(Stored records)
[Start of section]

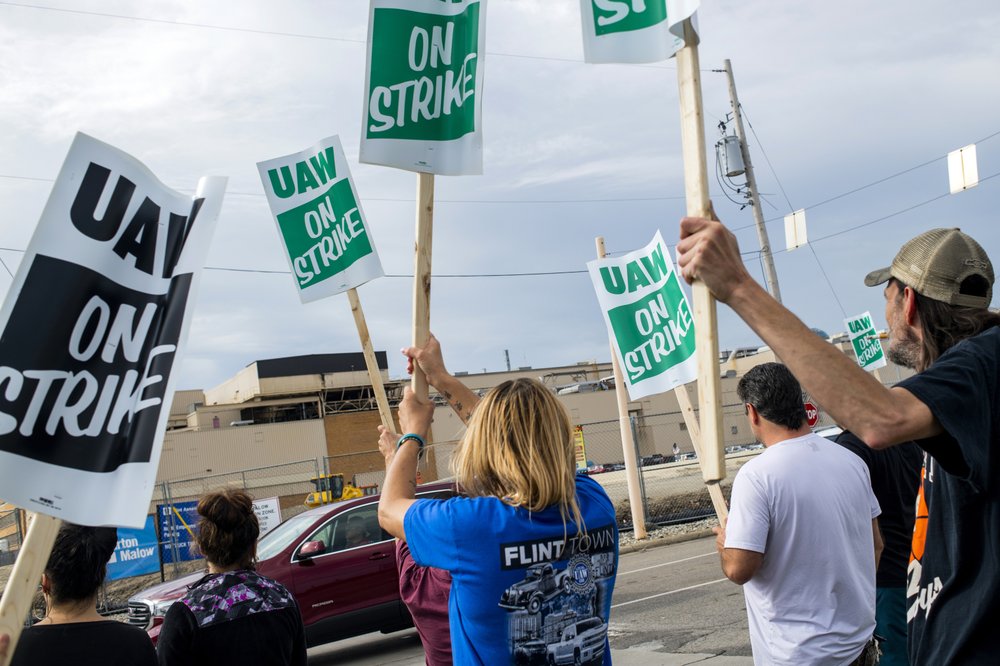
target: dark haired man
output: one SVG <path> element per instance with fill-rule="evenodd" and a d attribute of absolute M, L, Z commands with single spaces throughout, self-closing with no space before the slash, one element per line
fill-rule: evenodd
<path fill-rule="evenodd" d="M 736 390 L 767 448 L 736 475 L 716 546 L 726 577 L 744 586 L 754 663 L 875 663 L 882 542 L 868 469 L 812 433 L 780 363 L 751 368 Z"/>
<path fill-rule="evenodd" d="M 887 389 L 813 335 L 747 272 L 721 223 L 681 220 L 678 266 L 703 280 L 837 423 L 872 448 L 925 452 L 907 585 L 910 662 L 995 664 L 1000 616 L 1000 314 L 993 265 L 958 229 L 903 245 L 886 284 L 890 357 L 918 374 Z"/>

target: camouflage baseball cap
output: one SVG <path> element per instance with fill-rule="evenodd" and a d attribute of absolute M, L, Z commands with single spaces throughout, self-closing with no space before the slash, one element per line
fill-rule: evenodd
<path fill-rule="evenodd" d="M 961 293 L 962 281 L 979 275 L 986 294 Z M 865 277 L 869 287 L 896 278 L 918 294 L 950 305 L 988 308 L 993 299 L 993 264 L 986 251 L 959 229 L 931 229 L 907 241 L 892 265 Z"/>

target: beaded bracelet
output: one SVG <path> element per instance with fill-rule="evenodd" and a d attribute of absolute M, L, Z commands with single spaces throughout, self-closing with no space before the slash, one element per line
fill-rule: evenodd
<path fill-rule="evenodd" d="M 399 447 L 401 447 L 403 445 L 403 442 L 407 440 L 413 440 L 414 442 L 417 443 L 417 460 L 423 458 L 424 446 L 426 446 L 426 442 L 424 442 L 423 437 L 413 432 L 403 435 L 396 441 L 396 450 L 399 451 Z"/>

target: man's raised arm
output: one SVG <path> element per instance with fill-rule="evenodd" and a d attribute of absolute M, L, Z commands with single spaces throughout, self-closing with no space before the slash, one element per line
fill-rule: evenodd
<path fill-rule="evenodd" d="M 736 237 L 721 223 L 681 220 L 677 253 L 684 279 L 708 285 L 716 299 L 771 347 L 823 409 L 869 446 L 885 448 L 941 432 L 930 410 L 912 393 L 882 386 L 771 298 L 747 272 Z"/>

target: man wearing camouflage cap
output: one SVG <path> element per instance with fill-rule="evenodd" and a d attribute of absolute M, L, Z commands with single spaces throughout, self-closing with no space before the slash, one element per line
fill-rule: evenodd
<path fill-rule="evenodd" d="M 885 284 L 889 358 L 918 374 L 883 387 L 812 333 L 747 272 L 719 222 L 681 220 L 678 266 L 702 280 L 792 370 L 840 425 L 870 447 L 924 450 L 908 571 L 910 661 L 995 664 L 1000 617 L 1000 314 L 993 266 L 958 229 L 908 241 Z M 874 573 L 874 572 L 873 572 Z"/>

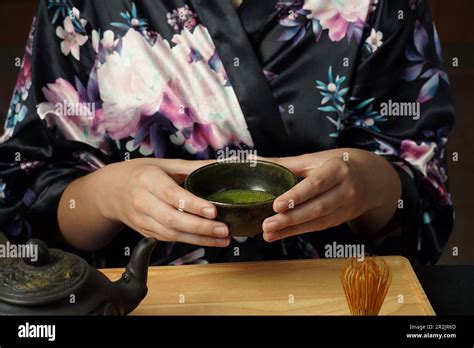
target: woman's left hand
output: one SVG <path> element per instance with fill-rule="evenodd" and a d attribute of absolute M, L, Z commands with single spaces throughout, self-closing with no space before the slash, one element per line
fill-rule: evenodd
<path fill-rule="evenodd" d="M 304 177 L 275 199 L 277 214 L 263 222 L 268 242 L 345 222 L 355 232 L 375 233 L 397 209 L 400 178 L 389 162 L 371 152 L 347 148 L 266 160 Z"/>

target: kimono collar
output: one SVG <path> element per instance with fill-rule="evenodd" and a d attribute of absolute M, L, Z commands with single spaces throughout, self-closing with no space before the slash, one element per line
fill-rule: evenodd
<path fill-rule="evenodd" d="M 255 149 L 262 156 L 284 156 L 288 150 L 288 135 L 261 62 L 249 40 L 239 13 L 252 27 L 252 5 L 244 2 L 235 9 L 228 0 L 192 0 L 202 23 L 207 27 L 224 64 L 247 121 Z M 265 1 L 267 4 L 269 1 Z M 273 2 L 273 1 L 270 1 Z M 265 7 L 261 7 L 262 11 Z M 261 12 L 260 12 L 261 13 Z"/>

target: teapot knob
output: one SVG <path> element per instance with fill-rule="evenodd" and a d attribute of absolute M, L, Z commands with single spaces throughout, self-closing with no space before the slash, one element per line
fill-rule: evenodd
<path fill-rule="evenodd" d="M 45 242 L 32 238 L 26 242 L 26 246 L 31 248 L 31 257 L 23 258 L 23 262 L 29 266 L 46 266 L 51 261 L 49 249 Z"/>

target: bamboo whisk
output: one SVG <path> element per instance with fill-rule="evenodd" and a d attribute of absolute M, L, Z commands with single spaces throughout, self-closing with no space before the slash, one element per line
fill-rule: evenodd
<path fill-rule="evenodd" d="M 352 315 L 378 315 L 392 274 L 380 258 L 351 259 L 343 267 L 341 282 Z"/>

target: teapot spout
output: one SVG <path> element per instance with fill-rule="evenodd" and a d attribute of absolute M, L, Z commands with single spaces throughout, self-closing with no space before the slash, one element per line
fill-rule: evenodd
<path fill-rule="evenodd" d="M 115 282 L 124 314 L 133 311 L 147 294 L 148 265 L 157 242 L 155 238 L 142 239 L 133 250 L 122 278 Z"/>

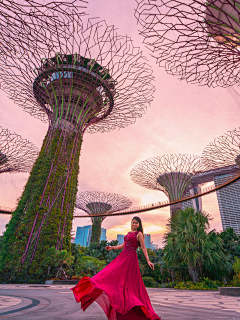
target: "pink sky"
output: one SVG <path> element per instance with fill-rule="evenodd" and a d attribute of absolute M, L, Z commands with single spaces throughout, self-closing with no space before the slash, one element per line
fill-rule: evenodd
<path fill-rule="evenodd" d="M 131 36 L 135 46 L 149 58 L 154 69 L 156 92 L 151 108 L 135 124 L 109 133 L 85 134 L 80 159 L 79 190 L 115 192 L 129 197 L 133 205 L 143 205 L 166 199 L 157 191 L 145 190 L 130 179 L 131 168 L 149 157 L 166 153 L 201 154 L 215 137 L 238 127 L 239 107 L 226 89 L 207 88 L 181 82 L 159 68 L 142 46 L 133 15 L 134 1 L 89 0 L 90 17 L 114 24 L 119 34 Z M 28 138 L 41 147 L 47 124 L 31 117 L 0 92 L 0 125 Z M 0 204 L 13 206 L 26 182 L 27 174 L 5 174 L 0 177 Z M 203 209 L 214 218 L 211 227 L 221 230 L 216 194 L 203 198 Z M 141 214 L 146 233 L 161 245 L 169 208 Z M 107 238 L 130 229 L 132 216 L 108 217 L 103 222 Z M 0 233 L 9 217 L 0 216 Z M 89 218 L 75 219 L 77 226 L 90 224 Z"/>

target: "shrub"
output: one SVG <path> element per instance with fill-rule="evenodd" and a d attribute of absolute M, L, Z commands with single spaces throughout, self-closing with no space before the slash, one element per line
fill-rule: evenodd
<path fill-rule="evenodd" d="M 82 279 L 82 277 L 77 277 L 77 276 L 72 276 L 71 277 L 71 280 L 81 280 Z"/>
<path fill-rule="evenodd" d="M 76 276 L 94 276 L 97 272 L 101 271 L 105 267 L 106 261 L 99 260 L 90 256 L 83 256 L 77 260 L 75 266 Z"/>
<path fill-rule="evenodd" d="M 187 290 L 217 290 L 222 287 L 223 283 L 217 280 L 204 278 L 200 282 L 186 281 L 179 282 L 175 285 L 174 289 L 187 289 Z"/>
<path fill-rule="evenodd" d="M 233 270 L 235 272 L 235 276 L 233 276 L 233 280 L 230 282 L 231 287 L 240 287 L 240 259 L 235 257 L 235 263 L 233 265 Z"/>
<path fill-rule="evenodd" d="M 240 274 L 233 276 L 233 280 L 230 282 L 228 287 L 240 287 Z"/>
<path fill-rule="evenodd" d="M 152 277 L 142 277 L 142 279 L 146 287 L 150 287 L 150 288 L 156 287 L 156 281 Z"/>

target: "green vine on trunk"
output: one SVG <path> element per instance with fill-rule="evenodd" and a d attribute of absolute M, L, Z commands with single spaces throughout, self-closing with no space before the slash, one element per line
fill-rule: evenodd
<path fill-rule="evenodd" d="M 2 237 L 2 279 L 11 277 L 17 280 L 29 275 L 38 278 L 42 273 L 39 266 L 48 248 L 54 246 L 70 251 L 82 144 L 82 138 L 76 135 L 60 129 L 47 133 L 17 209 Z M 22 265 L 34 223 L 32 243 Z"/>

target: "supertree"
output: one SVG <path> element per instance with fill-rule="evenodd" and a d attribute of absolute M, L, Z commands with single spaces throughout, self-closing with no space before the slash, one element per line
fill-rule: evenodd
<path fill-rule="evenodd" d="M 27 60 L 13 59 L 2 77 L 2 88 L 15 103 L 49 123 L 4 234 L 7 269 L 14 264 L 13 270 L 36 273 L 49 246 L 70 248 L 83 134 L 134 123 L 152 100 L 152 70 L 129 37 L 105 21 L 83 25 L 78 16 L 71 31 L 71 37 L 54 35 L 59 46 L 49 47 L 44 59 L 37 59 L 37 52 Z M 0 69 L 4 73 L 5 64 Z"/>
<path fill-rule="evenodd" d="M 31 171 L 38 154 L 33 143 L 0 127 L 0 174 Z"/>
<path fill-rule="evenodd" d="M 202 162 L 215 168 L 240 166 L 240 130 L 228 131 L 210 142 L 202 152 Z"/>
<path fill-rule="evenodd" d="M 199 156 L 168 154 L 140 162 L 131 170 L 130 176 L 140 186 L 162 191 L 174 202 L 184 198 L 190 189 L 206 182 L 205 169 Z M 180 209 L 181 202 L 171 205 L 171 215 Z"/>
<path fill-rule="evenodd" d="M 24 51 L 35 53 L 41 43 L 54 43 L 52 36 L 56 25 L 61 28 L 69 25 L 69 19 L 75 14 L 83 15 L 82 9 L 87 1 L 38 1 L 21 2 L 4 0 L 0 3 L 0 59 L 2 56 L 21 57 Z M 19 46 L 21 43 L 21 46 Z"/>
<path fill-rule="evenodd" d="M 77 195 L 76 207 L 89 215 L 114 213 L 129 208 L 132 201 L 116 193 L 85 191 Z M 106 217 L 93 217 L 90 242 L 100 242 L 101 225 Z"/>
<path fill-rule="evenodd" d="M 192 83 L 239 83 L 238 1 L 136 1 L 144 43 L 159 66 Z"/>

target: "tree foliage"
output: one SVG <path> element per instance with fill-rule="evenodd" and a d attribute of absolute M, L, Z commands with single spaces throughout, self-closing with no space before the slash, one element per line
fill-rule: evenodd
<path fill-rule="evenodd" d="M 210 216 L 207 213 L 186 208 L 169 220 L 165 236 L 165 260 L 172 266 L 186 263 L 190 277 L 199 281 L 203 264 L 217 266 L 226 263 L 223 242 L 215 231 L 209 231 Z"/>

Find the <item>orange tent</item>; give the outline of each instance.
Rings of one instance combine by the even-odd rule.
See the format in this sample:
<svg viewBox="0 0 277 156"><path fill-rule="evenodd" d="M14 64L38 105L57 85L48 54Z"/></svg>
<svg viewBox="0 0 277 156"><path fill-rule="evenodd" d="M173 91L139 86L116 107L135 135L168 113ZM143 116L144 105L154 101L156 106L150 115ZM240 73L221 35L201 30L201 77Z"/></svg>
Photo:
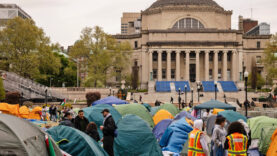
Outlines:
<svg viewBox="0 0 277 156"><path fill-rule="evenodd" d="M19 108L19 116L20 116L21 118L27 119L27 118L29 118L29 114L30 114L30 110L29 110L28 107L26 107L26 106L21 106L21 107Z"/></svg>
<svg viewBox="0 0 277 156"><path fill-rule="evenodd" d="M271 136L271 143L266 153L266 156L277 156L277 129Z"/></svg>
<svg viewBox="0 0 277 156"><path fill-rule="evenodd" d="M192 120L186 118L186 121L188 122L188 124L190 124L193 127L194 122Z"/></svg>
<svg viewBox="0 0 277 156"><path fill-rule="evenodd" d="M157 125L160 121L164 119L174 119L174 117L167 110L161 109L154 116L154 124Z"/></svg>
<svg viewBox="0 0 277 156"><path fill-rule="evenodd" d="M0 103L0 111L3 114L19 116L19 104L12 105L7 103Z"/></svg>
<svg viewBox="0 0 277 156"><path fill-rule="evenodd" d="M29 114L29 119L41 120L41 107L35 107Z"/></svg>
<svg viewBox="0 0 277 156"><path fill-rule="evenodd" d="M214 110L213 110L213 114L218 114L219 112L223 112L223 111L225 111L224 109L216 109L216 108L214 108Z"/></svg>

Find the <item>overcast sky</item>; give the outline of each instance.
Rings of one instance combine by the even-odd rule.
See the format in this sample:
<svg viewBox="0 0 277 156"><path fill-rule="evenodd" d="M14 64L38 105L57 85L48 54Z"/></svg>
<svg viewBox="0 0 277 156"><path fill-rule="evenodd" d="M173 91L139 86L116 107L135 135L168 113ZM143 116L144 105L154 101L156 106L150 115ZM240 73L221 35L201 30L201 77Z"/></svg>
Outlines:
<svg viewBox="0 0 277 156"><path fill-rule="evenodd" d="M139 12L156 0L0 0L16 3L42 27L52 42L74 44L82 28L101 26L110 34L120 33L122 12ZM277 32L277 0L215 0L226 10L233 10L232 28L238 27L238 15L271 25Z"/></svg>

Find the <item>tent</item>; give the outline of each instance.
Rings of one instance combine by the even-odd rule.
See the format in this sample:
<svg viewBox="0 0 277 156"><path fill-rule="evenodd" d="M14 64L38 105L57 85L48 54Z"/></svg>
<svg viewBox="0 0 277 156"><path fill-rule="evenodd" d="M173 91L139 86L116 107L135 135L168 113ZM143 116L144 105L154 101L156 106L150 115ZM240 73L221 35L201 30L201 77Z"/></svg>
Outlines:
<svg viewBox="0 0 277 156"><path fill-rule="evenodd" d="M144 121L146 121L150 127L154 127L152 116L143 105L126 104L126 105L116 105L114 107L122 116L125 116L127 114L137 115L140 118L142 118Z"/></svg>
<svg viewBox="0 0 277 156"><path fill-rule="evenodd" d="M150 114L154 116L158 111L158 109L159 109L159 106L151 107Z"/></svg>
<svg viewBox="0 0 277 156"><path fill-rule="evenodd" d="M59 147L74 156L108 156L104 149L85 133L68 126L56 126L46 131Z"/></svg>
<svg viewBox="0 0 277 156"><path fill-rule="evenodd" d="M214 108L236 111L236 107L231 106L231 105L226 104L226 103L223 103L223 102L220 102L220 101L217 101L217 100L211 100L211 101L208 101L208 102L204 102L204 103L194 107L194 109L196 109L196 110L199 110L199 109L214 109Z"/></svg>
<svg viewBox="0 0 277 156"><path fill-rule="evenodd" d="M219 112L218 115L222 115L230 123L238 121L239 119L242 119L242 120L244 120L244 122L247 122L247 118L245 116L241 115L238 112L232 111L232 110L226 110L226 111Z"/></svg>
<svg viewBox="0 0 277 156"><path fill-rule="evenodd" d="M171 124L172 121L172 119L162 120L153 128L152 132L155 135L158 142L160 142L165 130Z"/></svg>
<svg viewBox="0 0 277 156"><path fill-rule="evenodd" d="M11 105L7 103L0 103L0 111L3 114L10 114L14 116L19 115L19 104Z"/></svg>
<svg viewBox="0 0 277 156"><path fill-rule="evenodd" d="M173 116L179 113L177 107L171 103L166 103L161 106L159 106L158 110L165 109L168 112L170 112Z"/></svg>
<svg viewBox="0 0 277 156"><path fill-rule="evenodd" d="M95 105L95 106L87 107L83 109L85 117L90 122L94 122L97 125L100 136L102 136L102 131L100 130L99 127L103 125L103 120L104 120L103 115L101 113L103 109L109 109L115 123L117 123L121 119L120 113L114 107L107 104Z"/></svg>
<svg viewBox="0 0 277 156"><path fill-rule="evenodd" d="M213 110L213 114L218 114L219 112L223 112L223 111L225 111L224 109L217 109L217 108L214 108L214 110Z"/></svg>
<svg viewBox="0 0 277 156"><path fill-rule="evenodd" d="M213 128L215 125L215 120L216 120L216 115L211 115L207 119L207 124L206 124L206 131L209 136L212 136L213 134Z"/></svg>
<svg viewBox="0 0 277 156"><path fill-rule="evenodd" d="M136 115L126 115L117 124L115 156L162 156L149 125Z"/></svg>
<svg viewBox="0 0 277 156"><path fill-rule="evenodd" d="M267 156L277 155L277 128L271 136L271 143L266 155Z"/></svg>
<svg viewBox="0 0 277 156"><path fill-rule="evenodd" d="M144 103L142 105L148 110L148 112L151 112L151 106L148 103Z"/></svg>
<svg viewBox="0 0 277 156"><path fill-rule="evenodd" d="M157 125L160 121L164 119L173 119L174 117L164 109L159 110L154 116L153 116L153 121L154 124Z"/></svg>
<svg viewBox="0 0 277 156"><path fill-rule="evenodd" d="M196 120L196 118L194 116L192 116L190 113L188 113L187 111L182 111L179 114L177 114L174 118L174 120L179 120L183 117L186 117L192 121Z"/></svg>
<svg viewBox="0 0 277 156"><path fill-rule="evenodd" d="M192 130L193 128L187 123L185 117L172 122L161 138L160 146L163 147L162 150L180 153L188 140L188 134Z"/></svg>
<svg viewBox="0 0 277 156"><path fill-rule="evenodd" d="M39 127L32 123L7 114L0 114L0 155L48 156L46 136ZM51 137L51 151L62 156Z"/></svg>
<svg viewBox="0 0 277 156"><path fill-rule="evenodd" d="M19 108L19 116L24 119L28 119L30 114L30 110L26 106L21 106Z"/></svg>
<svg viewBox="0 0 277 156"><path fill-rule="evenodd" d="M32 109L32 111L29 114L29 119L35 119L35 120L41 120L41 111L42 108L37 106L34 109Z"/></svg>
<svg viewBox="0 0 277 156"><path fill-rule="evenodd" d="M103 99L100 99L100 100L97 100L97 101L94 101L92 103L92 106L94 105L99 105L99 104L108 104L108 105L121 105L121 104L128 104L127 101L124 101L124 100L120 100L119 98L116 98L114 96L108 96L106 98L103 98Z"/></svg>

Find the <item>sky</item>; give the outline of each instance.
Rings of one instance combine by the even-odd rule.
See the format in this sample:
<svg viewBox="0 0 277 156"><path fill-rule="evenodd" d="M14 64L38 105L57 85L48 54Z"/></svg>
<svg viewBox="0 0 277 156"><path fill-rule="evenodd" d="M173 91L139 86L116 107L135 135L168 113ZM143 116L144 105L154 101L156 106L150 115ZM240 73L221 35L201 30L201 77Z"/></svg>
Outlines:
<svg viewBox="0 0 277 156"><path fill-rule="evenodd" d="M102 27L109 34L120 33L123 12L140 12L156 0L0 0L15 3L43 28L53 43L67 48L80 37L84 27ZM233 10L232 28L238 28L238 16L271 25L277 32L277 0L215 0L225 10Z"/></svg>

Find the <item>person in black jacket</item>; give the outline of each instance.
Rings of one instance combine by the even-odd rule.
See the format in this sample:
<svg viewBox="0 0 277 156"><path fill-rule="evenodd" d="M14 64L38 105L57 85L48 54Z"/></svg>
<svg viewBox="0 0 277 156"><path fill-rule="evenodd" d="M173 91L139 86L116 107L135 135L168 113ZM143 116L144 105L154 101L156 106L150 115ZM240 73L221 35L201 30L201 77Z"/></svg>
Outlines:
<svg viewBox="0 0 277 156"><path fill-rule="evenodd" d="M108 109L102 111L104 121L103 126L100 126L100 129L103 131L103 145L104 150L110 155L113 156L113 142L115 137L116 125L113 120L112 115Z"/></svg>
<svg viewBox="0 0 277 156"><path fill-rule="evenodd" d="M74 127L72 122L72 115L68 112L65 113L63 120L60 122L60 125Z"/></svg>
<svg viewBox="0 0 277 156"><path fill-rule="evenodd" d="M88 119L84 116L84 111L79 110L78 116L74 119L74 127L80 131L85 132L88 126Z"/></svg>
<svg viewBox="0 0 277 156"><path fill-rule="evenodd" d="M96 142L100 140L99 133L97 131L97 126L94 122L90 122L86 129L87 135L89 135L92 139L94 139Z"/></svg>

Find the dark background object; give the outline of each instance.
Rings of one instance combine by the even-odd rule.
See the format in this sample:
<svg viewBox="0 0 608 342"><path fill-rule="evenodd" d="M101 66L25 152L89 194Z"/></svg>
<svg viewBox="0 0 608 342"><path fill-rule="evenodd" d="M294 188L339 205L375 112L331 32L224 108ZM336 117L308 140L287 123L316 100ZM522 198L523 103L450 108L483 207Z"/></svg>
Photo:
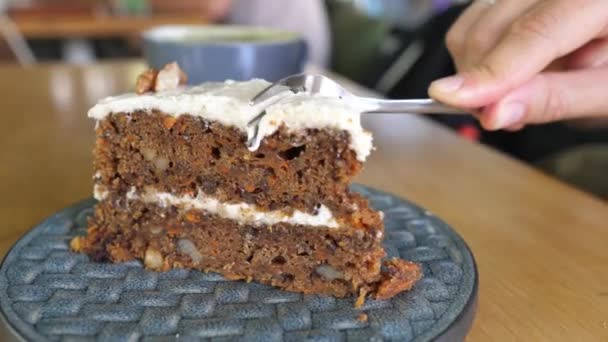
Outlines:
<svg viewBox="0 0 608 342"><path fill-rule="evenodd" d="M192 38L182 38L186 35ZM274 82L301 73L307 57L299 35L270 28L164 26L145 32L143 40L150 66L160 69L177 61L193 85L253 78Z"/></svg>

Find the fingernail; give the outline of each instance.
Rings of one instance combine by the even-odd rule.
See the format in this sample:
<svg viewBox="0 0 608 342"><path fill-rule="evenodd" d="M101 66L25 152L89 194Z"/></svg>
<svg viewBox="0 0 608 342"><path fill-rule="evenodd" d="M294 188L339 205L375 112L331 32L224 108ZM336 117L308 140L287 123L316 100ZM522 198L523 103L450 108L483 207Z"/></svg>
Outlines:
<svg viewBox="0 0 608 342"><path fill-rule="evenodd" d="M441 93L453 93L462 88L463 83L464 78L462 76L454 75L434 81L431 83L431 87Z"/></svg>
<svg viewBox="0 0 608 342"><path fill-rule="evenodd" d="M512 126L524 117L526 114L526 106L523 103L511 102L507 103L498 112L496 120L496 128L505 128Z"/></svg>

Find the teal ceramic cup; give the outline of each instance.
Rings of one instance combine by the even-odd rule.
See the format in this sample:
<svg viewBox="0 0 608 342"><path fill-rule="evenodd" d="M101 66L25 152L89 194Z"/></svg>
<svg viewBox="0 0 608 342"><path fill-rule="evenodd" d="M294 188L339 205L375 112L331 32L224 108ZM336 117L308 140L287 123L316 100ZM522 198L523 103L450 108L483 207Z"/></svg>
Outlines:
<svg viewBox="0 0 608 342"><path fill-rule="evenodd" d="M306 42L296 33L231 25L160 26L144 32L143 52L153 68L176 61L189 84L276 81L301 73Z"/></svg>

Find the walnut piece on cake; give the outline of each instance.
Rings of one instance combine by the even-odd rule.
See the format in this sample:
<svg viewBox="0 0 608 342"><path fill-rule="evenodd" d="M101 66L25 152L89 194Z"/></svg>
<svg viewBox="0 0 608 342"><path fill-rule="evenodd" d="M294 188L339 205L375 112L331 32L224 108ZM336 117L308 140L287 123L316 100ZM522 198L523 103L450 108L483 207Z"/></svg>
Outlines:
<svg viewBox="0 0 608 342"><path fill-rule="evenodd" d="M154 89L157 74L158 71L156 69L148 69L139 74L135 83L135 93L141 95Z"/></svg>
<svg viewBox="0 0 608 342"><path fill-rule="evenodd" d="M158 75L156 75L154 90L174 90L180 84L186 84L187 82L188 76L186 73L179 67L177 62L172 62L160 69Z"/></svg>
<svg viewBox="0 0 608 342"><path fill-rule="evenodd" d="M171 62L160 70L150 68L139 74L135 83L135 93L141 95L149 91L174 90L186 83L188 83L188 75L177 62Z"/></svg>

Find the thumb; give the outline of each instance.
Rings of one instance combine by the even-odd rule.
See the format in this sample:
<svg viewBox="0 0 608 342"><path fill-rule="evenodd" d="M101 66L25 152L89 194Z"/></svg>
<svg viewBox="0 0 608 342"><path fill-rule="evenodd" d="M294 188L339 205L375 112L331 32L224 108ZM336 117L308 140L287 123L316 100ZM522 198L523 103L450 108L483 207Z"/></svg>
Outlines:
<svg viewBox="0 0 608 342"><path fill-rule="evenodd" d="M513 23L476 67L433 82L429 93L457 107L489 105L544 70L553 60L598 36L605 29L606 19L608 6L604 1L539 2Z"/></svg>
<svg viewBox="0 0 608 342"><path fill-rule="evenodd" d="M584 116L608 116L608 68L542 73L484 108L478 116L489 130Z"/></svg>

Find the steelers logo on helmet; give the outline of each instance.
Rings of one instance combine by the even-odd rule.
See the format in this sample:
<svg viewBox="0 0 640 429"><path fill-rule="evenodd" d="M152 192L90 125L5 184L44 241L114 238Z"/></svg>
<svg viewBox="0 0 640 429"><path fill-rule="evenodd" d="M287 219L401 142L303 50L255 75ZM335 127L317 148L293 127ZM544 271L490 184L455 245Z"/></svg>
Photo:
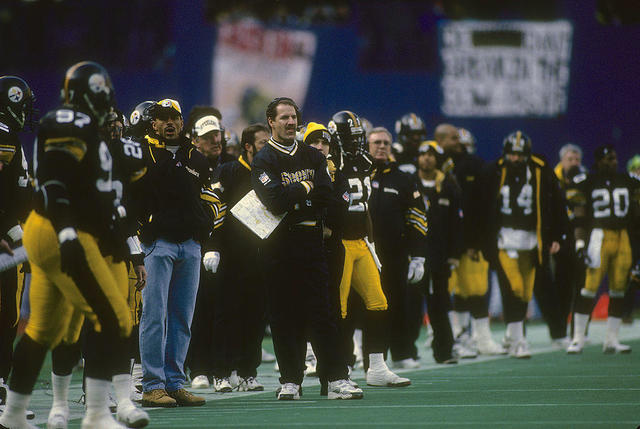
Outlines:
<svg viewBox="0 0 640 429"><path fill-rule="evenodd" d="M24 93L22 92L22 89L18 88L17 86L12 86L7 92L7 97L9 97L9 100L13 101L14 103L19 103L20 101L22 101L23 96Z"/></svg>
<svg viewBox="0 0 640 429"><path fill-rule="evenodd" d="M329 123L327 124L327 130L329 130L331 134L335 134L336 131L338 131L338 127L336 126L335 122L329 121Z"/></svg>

[End of section]

Task details:
Reproduce every line from the entries that holds the word "teapot".

Task answer:
target: teapot knob
target: teapot spout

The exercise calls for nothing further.